WHAT YOU SHOULD DO:
Set down, please, without alteration, the lines of the entries below from the first through the one containing "Trace every instance of the dirt".

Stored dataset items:
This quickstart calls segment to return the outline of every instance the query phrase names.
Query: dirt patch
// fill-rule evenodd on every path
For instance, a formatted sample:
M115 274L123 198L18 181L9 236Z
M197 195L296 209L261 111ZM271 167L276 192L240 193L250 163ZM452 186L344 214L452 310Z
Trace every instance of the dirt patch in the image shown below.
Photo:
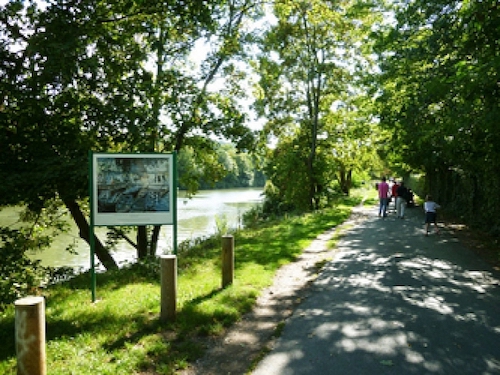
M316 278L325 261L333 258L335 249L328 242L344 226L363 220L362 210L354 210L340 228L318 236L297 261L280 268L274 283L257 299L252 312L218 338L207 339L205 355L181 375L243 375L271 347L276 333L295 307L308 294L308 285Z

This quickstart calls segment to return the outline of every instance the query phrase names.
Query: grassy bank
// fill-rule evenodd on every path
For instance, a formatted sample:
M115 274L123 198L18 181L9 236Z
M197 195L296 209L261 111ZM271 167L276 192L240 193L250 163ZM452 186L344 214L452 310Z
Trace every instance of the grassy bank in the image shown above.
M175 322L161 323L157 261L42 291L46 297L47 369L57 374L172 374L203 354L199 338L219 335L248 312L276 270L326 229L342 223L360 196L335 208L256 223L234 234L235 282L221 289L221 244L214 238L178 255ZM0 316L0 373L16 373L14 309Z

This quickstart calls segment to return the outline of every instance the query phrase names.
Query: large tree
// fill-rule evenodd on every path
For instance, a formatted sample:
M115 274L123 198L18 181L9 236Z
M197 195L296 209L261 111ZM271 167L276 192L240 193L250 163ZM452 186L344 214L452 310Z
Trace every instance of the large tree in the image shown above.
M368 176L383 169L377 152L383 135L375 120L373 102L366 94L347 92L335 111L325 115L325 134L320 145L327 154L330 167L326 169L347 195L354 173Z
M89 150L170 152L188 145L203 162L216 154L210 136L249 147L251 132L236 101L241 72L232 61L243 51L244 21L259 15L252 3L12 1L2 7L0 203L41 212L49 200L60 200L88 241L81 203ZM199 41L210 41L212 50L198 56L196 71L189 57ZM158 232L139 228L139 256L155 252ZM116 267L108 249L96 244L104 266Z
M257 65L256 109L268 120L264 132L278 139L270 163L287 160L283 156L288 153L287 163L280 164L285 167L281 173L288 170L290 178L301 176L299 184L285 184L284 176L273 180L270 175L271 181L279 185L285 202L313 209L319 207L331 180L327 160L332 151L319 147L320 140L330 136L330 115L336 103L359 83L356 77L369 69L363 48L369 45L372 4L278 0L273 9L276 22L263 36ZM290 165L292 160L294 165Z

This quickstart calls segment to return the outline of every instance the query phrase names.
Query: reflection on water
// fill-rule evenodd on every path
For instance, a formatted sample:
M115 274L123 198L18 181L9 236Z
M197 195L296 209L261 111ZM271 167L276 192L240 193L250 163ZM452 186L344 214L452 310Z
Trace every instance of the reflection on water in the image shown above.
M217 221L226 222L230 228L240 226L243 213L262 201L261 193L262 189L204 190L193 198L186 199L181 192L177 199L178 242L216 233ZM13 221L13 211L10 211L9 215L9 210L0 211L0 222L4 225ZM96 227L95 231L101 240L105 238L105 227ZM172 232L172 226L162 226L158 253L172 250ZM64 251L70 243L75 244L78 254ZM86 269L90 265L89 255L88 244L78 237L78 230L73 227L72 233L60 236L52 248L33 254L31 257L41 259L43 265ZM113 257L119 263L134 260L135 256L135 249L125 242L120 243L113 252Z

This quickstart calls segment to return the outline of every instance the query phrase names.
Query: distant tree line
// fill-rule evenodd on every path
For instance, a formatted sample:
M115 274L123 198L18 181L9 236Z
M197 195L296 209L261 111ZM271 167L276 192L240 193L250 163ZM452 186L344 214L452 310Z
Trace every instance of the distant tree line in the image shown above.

OUTPUT OF THE EXERCISE:
This quickstart calls segment to return the outline of every instance the query phrase names.
Query: dirt patch
// fill-rule evenodd on every path
For instance, a formatted sample:
M115 274L123 198L18 181L9 236Z
M197 195L296 209L261 111ZM271 167L276 192L240 193L250 163ZM452 186L344 214L452 310Z
Trace every instance of the dirt patch in the image shown below.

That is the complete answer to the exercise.